─── SUPPLIED MATERIAL

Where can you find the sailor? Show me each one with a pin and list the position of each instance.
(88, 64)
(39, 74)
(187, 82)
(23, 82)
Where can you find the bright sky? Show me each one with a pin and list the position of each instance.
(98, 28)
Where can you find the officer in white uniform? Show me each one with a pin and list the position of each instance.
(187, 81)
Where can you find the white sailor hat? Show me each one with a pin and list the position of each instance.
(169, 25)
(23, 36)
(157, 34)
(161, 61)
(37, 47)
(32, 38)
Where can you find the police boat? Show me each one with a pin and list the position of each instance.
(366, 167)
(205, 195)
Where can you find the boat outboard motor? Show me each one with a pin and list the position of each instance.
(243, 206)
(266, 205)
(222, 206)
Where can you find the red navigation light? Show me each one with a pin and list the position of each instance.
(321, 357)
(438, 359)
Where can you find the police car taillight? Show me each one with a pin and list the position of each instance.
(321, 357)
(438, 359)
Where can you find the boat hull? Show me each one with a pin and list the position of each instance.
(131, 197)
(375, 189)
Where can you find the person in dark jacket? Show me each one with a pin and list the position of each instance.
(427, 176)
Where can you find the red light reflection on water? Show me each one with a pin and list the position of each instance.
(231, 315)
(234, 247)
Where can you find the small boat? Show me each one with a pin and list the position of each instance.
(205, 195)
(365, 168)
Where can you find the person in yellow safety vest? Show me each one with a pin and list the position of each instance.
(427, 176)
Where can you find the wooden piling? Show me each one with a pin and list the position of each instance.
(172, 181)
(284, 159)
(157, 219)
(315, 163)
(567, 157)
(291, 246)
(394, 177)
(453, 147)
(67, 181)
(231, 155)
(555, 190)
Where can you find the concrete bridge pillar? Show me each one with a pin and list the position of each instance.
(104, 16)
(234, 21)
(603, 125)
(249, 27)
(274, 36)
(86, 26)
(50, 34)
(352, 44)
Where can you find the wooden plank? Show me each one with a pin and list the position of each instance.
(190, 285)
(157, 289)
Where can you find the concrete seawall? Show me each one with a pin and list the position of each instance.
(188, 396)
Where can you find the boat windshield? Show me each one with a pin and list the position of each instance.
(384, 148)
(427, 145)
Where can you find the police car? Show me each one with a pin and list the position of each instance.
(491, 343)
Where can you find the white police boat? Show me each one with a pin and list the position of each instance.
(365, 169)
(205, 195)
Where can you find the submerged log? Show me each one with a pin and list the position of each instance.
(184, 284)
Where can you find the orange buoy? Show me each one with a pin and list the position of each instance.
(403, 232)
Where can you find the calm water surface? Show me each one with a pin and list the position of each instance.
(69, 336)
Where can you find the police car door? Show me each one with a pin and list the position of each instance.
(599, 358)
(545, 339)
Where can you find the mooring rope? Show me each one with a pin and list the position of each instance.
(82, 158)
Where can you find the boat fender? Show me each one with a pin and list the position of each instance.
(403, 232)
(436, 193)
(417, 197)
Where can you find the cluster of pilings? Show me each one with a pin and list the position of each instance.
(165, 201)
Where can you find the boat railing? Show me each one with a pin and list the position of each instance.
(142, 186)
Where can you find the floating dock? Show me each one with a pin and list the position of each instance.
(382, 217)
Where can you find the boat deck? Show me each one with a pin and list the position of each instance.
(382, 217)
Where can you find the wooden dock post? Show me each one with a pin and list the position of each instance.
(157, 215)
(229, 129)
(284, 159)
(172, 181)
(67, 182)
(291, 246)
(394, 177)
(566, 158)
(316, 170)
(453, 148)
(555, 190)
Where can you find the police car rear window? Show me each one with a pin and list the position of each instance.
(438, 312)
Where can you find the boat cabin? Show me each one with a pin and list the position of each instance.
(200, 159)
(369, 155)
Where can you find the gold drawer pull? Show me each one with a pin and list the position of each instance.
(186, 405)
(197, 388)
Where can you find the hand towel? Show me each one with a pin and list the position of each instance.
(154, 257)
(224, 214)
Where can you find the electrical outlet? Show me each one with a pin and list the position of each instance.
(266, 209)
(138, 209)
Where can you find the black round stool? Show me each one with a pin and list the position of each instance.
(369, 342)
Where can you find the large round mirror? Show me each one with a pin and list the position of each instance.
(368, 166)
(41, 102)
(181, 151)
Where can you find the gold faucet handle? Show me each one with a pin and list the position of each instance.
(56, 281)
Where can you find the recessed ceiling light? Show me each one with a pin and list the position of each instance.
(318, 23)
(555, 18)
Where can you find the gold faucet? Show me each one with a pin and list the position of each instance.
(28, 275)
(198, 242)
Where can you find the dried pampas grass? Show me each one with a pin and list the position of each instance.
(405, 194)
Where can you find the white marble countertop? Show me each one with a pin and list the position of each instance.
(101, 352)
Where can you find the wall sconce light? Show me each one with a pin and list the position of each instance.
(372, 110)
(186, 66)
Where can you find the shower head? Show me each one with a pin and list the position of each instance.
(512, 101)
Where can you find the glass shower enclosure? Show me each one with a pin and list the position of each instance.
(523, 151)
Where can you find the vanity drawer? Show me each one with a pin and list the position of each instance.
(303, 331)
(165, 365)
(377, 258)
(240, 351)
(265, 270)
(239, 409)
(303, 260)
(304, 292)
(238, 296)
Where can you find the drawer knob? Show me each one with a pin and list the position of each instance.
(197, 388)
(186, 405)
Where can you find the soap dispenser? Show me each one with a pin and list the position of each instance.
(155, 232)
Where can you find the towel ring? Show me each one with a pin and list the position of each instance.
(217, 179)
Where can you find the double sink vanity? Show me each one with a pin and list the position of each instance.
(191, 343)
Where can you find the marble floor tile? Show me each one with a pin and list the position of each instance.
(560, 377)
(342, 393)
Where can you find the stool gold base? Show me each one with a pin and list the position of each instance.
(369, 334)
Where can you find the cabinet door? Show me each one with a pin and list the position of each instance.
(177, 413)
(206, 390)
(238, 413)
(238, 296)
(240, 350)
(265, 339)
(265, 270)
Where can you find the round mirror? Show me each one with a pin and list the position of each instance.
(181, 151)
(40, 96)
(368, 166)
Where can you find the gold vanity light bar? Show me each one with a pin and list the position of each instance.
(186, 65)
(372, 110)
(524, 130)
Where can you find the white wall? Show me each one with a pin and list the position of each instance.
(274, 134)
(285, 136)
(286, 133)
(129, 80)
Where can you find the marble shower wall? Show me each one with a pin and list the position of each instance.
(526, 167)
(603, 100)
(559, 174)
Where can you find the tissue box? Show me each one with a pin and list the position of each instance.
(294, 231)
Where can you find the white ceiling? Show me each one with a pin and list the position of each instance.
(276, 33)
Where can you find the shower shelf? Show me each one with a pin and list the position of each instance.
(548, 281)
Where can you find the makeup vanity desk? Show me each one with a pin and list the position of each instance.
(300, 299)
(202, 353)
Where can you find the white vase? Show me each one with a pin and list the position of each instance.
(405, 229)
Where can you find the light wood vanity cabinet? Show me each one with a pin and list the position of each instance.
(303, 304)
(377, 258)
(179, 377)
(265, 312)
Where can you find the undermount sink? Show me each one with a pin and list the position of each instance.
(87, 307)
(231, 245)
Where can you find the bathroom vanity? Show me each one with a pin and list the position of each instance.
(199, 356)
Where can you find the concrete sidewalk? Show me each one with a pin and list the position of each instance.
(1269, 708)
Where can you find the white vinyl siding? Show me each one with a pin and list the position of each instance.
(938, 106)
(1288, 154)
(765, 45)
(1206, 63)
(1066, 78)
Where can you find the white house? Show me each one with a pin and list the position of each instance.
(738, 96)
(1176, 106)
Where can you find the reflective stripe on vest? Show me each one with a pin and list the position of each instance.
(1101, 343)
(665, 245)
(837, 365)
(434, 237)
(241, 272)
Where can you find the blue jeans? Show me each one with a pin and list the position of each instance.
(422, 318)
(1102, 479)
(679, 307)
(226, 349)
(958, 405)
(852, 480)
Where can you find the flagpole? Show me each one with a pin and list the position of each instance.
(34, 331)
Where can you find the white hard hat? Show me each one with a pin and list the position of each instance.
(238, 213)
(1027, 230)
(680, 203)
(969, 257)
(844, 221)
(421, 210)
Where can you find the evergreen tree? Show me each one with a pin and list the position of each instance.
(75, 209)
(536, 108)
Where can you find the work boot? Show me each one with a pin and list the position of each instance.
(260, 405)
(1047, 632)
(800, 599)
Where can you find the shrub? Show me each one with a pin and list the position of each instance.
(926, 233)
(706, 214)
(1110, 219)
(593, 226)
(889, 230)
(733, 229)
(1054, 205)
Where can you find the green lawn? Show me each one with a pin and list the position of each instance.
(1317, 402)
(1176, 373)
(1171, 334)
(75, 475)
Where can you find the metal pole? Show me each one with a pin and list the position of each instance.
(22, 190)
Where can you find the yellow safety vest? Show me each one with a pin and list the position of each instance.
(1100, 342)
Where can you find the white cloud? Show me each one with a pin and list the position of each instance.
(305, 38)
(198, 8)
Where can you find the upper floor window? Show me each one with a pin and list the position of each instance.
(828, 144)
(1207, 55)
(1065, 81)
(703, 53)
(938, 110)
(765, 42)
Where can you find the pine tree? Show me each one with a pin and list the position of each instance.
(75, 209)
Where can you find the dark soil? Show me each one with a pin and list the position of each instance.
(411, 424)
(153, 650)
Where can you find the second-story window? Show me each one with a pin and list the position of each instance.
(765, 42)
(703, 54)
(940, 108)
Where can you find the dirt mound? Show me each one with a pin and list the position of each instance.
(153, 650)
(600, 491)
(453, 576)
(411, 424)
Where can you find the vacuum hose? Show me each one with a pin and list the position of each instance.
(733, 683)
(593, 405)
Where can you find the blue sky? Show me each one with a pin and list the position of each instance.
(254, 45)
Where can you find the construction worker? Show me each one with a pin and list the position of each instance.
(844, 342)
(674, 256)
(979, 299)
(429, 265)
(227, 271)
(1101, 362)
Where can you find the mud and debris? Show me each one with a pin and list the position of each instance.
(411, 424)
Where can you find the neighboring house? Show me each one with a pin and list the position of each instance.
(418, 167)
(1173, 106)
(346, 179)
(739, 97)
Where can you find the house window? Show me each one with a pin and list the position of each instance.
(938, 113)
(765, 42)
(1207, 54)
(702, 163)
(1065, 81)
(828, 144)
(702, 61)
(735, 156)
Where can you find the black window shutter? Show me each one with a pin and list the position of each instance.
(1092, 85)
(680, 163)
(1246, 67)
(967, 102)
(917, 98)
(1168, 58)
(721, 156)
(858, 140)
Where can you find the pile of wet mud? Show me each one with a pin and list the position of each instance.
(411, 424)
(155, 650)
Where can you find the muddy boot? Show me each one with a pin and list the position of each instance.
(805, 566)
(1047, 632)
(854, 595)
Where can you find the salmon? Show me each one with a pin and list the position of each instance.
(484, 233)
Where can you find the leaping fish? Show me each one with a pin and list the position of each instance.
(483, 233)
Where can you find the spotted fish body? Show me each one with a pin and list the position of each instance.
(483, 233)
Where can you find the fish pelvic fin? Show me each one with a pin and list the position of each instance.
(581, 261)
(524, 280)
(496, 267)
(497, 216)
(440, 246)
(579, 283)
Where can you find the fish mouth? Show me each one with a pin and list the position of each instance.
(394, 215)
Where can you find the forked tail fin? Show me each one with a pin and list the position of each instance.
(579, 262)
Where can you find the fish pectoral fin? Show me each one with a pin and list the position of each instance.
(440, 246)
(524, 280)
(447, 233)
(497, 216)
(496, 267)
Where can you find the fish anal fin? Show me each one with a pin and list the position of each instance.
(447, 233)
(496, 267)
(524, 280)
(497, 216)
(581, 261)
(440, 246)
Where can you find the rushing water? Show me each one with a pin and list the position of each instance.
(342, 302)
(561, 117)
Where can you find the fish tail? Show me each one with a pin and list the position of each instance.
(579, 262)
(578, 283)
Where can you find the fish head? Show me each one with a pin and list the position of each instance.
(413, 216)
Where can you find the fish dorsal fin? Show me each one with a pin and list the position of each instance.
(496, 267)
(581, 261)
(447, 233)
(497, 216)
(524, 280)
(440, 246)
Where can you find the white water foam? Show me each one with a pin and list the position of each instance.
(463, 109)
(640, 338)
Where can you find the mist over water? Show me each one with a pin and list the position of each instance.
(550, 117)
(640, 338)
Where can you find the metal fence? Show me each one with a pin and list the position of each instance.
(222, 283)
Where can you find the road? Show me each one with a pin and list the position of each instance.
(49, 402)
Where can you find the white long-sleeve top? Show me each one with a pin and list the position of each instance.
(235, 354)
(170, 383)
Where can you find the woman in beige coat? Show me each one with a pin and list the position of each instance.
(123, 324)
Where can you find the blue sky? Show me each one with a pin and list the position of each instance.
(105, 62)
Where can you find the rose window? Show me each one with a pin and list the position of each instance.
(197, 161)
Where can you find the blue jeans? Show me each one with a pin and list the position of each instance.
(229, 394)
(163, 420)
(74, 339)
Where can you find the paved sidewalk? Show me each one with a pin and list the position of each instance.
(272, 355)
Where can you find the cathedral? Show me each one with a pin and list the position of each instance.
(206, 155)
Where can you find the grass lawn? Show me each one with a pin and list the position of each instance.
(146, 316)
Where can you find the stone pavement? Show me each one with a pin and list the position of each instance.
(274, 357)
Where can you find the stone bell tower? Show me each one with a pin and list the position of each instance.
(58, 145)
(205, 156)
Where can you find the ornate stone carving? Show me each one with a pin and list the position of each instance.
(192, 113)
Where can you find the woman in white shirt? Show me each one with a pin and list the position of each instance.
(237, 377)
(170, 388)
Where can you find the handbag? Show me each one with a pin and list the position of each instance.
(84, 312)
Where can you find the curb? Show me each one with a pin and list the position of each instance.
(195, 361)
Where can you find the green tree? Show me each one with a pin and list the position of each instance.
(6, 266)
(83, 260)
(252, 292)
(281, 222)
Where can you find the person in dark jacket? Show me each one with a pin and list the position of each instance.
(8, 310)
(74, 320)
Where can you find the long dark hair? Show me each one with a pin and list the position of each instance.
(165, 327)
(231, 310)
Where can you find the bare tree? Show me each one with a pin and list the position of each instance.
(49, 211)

──────

STATED GOAL. Every line from the one holding "Where can you find the grass" through the final line of the listing must be echoed exactly; leave out all other lines.

SOLUTION TO THIS TASK.
Where can you find the grass lawn? Show me each one with a pin and list the position of each instance.
(146, 316)
Where can you find the stone pavement? Show me each one with a pin and list the position of each instance.
(274, 357)
Where can you find the stone bell tower? Show me each one with a pin and list the position of each instance.
(58, 145)
(205, 156)
Where can you find the ornate stone carving? Show me each one with a pin and list the position of each instance.
(192, 113)
Where can you find the woman in white shirt? Show me each one with a pin and list the position of each instance.
(237, 377)
(170, 388)
Where can you find the handbag? Show me each one with a pin and list the position of each instance.
(84, 312)
Where can you find the curb? Show me each one with a pin and list the position of each instance.
(195, 361)
Where can you find the green tree? Show me each one with a pin and list the position of each instance.
(6, 266)
(83, 260)
(252, 292)
(281, 222)
Where can you find the person in dark jacket? Show me each one with a pin and list the position of each instance.
(8, 310)
(74, 320)
Where can you find the long dark hair? Show me each one with a pin and list the position of each instance.
(165, 327)
(231, 310)
Where can you find the bare tree? Show me each one with a pin and list the position of each instance.
(49, 211)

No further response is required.